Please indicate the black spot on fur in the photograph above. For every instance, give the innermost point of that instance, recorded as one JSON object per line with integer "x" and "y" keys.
==
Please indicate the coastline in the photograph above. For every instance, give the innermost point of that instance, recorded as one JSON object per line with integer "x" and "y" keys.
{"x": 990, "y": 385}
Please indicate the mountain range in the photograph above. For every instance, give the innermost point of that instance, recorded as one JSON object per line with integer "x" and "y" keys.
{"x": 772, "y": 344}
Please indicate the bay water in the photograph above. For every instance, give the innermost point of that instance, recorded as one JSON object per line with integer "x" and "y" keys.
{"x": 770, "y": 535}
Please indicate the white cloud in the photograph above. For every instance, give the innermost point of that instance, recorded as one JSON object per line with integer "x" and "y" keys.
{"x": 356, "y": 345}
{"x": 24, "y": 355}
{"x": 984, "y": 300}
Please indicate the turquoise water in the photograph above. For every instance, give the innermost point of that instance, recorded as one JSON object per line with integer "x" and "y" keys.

## WORK TASK
Write out only the lines that run from the line containing "Please indicate the white" through the line containing "Please indicate the turquoise", both included, exactly as they appear above.

## ANSWER SECTION
Please indicate the white cloud in the photograph above. For every instance, give the innermost point of that instance, recorded as one JSON object per line with integer "x" and "y" keys.
{"x": 356, "y": 345}
{"x": 24, "y": 355}
{"x": 984, "y": 300}
Please indicate the turquoise water in the photograph above. For every instance, give the innermost point of that instance, recorded as one JSON object per line with integer "x" and "y" keys.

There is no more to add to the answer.